__SCHRIFTLICHE AUFGABE 1__
Aktualisiere im Text über die Parkläufer:innen alles von „## Positive Bilanz“ bis hinunter zu „und Sozialämtern vernetzt.“, indem du „Pilotprojekt“ durch „Modellvorhaben“ ersetzt. Gib diesen Abschnitt danach vollständig wieder.

__ANGEZEIGTER TEXT__
----
Yahya hat über Freunde, Maria José Flores Carrinõn von ihrem Ex von der
Arbeit erfahren. Sie studiert parallel Wirtschaftsinformatik und ist drei
Tage pro Woche am Tegeler See, Yahya ist in Vollzeit beschäftigt. In der
Freizeit kämen sie nur selten an ihre Seepromenade, sagen beide. Sie sei
ihr Arbeitsplatz – hier zu entspannen somit schwer. Tatsächlich sprächen
sie inzwischen sogar manchmal privat Leute an, wenn sie in Parks unterwegs
sei, erzählt Flores Carrinõn.
## Positive Bilanz
Bis Ende des Jahres soll das großflächige Pilotprojekt bewertet werden,
anschließend wird beraten, ob die Parkläufer:innen fester Bestandteil
des Parkalltags werden. Bisher scheint die Senatsverwaltung positiv
gestimmt: Das Sicherheitsempfinden von Parknutzenden sei durch das Projekt
erhöht, die niedrigschwellige Ansprache von Besucher:innen hätte die
Vermüllung stark reduziert. Aber auch Schäden würden jetzt schneller bei
den städtischen Betrieben ankommen und örtliche Initiativen hätten sich
besser mit Polizei und Sozialämtern vernetzt.
----
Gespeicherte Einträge

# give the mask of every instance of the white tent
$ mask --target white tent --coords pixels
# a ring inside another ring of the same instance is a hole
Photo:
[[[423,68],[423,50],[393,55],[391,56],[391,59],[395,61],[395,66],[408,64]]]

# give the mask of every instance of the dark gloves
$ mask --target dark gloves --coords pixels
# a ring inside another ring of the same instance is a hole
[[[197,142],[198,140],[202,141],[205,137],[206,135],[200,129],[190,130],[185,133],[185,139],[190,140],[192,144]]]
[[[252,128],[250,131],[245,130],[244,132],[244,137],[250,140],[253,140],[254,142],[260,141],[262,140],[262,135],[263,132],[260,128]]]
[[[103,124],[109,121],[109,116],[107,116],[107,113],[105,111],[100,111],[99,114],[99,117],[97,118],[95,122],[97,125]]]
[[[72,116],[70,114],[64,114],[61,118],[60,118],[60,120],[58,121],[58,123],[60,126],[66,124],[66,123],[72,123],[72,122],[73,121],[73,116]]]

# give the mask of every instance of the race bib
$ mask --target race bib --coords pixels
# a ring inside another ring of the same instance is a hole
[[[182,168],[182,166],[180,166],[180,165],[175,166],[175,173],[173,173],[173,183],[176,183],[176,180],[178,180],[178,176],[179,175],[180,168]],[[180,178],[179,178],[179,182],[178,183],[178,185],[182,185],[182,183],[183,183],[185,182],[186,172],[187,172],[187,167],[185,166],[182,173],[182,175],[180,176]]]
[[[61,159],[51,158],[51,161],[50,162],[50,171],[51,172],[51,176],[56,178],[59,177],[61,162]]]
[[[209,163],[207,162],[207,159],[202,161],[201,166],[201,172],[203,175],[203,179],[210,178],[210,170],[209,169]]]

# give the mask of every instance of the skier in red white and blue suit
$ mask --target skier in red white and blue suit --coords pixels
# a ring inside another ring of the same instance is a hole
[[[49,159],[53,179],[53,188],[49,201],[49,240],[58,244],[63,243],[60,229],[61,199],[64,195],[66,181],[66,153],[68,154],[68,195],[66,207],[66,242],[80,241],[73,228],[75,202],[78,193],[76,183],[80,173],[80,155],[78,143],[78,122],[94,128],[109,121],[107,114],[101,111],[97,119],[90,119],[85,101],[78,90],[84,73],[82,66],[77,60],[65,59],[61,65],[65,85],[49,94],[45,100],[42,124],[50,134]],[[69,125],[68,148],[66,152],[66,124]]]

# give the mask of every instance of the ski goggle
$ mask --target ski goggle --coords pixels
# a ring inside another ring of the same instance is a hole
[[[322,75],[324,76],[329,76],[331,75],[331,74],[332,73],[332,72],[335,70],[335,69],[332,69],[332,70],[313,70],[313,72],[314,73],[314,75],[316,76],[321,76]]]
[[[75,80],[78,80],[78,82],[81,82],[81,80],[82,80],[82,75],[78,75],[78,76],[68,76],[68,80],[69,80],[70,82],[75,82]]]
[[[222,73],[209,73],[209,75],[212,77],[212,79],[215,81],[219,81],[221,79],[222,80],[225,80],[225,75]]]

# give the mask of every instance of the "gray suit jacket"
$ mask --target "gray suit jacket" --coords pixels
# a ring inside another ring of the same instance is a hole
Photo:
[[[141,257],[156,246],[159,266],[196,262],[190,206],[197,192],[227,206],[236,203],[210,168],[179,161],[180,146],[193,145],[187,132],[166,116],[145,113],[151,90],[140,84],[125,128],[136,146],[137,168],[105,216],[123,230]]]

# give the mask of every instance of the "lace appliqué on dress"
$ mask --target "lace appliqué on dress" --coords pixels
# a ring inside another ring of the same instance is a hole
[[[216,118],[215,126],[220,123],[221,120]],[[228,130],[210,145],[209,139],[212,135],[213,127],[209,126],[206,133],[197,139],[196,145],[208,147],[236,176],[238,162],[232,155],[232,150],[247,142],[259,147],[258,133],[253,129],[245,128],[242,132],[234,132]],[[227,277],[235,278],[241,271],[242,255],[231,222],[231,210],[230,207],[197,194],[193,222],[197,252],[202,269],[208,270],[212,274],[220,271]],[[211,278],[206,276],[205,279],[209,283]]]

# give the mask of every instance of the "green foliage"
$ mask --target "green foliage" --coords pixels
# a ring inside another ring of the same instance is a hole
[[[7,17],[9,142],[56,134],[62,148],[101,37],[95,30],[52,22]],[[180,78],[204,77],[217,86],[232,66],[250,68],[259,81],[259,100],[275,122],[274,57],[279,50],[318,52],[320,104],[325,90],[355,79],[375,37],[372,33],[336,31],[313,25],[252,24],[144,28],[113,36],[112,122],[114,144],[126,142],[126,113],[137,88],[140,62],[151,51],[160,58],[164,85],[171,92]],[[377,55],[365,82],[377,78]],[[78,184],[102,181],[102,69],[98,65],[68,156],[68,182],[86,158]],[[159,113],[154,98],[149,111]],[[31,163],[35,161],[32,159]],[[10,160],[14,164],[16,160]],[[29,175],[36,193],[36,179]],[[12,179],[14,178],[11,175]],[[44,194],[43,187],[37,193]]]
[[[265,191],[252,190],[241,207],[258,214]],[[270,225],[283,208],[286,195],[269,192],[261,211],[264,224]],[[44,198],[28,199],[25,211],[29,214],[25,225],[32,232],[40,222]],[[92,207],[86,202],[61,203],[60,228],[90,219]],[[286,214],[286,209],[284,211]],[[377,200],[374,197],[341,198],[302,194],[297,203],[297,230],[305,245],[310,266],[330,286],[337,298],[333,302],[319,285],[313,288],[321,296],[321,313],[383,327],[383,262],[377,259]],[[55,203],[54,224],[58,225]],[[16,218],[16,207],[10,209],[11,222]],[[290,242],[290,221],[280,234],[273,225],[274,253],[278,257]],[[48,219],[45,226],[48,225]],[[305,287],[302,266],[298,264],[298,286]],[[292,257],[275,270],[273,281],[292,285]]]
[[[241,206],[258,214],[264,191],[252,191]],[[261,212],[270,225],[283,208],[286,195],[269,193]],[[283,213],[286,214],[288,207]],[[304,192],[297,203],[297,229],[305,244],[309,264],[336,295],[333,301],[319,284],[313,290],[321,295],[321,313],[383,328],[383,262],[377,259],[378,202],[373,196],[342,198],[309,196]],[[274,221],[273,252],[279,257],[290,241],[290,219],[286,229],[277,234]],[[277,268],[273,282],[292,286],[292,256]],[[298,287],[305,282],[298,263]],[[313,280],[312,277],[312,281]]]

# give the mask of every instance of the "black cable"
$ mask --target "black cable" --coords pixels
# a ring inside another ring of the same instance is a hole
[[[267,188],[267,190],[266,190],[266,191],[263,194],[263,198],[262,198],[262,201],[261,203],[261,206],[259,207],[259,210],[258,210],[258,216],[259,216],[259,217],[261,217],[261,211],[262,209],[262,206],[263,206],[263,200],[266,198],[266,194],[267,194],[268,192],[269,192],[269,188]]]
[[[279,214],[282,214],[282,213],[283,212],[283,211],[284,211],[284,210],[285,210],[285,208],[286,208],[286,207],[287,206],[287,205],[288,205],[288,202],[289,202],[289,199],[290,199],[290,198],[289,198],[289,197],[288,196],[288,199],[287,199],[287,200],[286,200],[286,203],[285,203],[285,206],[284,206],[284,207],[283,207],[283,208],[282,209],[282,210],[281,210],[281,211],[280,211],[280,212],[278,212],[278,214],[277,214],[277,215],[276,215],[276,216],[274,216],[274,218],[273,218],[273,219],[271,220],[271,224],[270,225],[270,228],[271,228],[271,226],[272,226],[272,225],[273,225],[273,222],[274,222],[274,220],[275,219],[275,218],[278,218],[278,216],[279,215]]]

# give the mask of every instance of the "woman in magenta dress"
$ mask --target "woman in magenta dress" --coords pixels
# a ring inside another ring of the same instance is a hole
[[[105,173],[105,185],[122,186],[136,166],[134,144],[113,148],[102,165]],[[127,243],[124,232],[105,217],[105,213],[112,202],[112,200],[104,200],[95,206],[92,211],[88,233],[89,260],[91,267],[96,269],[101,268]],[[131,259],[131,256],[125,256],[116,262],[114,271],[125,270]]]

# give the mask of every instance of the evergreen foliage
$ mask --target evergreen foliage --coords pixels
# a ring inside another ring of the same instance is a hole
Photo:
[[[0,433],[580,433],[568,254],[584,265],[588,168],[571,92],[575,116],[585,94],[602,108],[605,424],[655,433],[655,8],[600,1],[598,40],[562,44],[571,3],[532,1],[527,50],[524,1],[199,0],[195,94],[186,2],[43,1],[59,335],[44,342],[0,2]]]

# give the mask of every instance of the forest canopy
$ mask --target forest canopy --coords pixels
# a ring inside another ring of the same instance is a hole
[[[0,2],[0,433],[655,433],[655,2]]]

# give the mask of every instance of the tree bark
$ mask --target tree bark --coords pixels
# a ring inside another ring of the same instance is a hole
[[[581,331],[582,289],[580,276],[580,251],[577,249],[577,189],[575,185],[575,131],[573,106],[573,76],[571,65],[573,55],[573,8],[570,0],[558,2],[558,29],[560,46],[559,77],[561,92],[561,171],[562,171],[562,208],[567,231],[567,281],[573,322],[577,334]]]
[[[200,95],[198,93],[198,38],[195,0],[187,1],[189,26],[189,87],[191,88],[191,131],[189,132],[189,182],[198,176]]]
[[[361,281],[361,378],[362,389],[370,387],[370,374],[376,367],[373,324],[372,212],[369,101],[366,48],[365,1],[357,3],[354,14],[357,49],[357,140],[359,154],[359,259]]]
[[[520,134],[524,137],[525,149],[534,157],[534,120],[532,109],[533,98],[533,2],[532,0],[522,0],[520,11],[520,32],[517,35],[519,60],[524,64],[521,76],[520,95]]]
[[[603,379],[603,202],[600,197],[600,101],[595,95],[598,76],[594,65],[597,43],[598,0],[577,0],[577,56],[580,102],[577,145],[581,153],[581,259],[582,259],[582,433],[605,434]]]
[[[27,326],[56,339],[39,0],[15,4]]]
----
__SCHRIFTLICHE AUFGABE 2__
Entnimm den Einträgen jede Zeile, in der die Zeichenfolge „forest“ vorkommt. Achte dabei auf Groß- und Kleinschreibung.

__VOLLSTÄNDIGE AUSGABE 1__
## Positive Bilanz
Bis Ende des Jahres soll das großflächige Modellvorhaben bewertet werden,
anschließend wird beraten, ob die Parkläufer:innen fester Bestandteil
des Parkalltags werden. Bisher scheint die Senatsverwaltung positiv
gestimmt: Das Sicherheitsempfinden von Parknutzenden sei durch das Projekt
erhöht, die niedrigschwellige Ansprache von Besucher:innen hätte die
Vermüllung stark reduziert. Aber auch Schäden würden jetzt schneller bei
den städtischen Betrieben ankommen und örtliche Initiativen hätten sich
besser mit Polizei und Sozialämtern vernetzt.

__VOLLSTÄNDIGE AUSGABE 2__
# give the mask of every instance of the forest canopy
$ mask --target forest canopy --coords pixels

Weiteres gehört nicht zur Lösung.